Count how many lines in the records below contain the word "image". Reply with that number alone.

** START OF Material for this task **

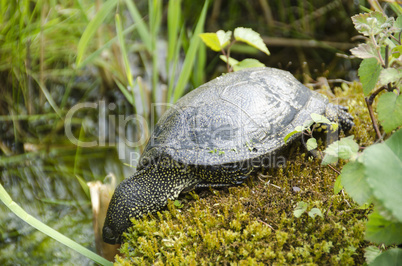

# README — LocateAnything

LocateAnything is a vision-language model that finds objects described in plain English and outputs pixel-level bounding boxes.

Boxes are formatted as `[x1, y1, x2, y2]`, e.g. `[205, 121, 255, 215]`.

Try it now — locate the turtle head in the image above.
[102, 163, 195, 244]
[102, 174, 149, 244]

** END OF Material for this task **
** START OF Material for this task **

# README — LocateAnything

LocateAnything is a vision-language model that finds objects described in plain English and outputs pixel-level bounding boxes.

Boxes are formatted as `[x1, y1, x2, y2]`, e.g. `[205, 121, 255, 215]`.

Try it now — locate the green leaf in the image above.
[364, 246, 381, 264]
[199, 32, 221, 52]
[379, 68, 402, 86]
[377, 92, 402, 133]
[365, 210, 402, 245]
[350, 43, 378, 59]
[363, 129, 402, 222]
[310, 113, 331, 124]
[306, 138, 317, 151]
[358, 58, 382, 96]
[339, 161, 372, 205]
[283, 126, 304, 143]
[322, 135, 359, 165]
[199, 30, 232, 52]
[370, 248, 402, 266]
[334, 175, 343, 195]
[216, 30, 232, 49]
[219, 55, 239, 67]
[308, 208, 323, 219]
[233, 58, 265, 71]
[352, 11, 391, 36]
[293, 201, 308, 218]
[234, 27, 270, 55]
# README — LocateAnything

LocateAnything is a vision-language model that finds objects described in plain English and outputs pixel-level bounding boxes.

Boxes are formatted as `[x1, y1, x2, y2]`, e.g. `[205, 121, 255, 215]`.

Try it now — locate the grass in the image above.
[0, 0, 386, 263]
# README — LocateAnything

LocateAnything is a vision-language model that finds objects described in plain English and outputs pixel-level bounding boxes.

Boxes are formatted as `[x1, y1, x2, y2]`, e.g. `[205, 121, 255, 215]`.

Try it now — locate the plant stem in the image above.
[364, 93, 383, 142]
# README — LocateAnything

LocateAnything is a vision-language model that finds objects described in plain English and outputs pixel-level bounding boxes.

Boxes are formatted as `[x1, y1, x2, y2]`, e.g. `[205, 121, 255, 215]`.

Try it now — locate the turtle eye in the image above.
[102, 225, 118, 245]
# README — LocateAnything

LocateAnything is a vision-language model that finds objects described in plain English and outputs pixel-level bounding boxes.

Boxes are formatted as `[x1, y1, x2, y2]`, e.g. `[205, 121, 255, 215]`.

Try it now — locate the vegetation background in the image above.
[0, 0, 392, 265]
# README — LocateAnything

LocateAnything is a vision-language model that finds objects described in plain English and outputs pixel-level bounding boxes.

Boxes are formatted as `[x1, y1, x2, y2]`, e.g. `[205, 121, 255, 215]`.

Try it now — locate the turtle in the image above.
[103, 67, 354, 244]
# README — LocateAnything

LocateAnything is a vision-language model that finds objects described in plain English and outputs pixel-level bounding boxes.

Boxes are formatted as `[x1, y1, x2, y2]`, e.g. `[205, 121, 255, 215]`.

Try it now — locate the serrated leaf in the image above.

** END OF Material for this task **

▶ **Result of this task**
8